◆ Estratto della fonte
Precarietà: il 10% dei lavoratori è a rischio povertà

allarme precarietà

Dopo l’emergenza Covid-19 il mercato del lavoro è ancora nella precarietà. Sui contratti attivati nel 2021 sette su dieci sono a tempo determinato, il part time involontario coinvolge l’11,3% dei lavoratori. Poi solo il 35-40% dei lavoratori atipici passa nell’arco di tre anni a occupazioni stabili, mentre i lavoratori poveri sono il 10,8% del totale.

L’Italia è l’unico paese che ha un salario medio annuale diminuito negli ultimi 30 anni del -2,9%. Nello stesso periodo la produttività è cresciuta del 21,9%. Nell’ultimo decennio (2010-2020), in particolare, i salari sono diminuiti dell’8,3%. Inoltre nel nostro paese le politiche di sostenibilità sono state adottate appena dall’8,6% delle imprese.

Questi dati emergono dal “Rapporto Inapp 2022-Lavoro e formazione l’Italia di fronte alle sfide del futuro”. Il rapporto è stato presentato alla Camera dei Deputati da Sebastiano Fadda, presidente dell’INAPP (Istituto Nazionale per l’Analisi delle Politiche pubbliche).

◆ Quesiti da risolvere
- A) Trascriva il passo del testo sulla precarietà riportato sopra, a partire da "Precarietà: il 10%" e proseguendo fino a "10,8% del totale.".
- B) Prosegua il testo sulla precarietà del lavoro riportato sopra dal punto in cui si interrompe.

◆ Righe estratte

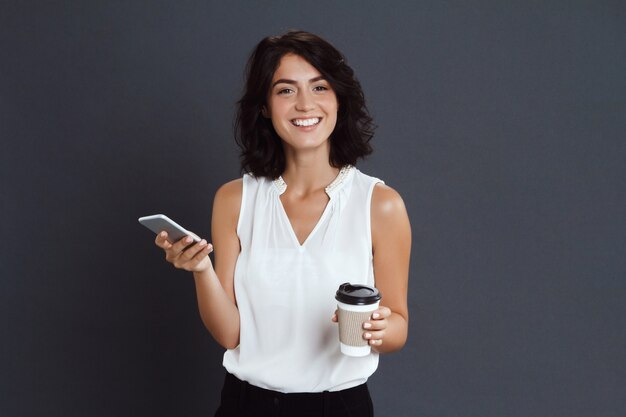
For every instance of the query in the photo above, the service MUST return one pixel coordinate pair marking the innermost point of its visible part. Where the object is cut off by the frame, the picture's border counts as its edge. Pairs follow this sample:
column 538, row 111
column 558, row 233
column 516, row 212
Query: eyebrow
column 286, row 81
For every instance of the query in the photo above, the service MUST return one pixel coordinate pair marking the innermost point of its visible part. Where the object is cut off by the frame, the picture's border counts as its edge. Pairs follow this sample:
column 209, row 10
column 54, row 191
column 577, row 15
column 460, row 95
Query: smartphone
column 160, row 222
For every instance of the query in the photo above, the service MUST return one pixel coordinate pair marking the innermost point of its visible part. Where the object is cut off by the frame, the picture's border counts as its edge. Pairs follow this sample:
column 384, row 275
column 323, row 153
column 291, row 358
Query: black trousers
column 240, row 399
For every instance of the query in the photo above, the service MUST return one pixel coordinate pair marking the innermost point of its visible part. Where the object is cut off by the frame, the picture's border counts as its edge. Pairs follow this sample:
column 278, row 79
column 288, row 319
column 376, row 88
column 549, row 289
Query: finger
column 375, row 325
column 203, row 252
column 182, row 244
column 161, row 240
column 190, row 252
column 381, row 313
column 374, row 337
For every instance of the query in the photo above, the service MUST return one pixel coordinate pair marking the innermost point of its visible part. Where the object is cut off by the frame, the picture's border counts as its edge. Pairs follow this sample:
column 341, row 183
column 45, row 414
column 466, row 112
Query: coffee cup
column 355, row 305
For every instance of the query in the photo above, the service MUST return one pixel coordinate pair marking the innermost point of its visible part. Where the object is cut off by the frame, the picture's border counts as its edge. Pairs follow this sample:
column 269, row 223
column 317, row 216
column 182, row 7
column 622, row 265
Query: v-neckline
column 290, row 225
column 281, row 187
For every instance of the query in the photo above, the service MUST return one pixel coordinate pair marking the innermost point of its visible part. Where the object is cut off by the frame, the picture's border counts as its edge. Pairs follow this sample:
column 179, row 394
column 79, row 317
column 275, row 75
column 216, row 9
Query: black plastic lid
column 357, row 294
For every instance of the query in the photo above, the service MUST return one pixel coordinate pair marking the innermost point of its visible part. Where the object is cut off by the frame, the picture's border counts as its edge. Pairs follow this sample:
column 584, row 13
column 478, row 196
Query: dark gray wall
column 502, row 126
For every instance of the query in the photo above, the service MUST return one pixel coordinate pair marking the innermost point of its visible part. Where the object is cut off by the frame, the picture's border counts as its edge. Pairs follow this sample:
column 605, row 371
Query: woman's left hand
column 374, row 328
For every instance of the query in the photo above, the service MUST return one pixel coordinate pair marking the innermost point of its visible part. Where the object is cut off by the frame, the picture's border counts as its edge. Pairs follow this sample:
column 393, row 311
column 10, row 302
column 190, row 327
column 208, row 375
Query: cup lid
column 357, row 294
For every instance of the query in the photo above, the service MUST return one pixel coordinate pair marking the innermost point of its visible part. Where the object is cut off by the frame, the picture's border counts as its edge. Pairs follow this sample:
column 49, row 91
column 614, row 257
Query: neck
column 307, row 172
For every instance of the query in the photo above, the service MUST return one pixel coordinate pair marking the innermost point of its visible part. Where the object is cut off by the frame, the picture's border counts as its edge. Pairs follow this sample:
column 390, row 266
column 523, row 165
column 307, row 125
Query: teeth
column 306, row 122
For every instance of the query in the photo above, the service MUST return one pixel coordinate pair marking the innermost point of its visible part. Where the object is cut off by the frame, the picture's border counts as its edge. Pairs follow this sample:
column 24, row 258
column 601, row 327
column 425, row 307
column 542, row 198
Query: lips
column 306, row 122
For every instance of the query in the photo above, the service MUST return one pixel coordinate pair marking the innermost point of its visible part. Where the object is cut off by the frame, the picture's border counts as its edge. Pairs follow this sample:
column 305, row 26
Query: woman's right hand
column 194, row 258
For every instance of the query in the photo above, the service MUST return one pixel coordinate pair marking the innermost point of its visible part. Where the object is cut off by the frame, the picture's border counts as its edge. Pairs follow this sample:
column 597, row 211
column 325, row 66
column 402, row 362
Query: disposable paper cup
column 355, row 304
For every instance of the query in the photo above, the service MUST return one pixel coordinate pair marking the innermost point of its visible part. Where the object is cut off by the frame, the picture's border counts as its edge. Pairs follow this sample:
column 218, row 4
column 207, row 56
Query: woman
column 300, row 222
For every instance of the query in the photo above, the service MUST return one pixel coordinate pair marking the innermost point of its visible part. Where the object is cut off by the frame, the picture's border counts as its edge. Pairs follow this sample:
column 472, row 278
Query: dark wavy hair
column 262, row 152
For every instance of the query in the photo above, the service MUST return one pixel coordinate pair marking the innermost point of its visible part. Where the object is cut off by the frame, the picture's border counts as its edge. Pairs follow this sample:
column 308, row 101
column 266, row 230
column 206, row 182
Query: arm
column 214, row 286
column 391, row 245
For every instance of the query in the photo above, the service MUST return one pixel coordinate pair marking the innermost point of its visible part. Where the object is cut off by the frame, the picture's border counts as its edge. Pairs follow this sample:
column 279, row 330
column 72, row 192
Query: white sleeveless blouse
column 286, row 291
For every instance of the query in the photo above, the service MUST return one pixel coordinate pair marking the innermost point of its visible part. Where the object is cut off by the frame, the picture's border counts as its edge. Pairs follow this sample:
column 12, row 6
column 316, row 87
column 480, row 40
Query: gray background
column 501, row 124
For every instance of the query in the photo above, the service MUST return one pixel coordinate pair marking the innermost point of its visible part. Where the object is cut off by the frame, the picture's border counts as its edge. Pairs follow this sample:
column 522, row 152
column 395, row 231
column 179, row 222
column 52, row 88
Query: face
column 302, row 105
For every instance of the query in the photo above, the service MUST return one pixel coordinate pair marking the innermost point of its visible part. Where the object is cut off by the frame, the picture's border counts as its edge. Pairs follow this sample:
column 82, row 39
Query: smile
column 306, row 122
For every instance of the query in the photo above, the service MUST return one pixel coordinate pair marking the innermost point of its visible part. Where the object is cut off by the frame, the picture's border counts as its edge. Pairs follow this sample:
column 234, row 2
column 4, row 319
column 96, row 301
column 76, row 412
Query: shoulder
column 230, row 190
column 386, row 202
column 389, row 218
column 227, row 200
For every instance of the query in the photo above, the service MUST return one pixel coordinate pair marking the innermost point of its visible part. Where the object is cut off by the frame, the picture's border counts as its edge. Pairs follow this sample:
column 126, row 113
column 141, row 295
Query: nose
column 304, row 101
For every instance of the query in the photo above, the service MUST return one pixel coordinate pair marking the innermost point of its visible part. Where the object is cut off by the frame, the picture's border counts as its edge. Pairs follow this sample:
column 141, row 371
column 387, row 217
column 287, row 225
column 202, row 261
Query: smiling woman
column 301, row 221
column 302, row 106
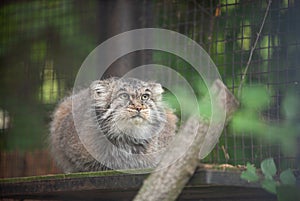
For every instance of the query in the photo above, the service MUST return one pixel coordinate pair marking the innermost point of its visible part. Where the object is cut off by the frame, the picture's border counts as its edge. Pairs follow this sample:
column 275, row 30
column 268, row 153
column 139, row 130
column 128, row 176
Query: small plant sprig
column 268, row 181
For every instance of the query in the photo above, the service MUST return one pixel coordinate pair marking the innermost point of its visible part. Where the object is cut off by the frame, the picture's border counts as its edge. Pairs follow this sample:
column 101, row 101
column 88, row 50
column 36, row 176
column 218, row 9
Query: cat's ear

◆ Risposte
- A)
Precarietà: il 10% dei lavoratori è a rischio povertà

allarme precarietà

Dopo l’emergenza Covid-19 il mercato del lavoro è ancora nella precarietà. Sui contratti attivati nel 2021 sette su dieci sono a tempo determinato, il part time involontario coinvolge l’11,3% dei lavoratori. Poi solo il 35-40% dei lavoratori atipici passa nell’arco di tre anni a occupazioni stabili, mentre i lavoratori poveri sono il 10,8% del totale.

- B)
In Italia l’occupazione ha ripreso a crescere solo nel 2021 impiegando 18 mesi per tornare ai livelli di prima della crisi. Nel 2021 il 68,9% dei nuovi contratti sono a tempo determinato. Il lavoro atipico rappresenta l’83% delle nuove assunzioni con un aumento del 34% negli ultimi 12 anni. Il rapporto, in sintesi, rivela l’aumento dei contratti non standard che a seguito della prima crisi 2007-2008 è diventato strutturale dopo la ripresa post-covid. Da tutti questi periodi la “flessibilità buona” ha portato a un’occupazione stabile tra il 35% e il 40%. Poi a distanza di 3 anni, una parte ha proseguito a svolgere un lavoro precario, un’altra ha subito la perdita di lavoro. Poi un’altra ancora è diventata inattiva.

Nel 2021 il part-time involontario rappresenta l’11,3% del totale dei lavoratori. Poi c’è una fetta di lavoratori che pur essendo occupati sono a rischio di povertà. Nell’ultimo decennio il tasso di “lavoro povero” ha avuto un valore medio costante di 11,3% e una distanza rispetto all’Unione europea superiore mediamente del 2,1%.

Se il 40% dei lavoratori ha un reddito più basso, il 12% non è in grado di provvedere in modo indipendente a una spesa improvvisa. Poi il 20% riesce a far fronte a spese fino a 300 euro e il 28% a spese fino a 800 euro. Nel 2021 solo il 22,8% delle aziende italiane ha bisogno dell’adeguamento a conoscenze e competenze di specifiche figure professionali. Il 16,7% delle professioni tecniche hanno un fabbisogno professionale, dove sono stati avviati interventi mirati a competitività d’impresa.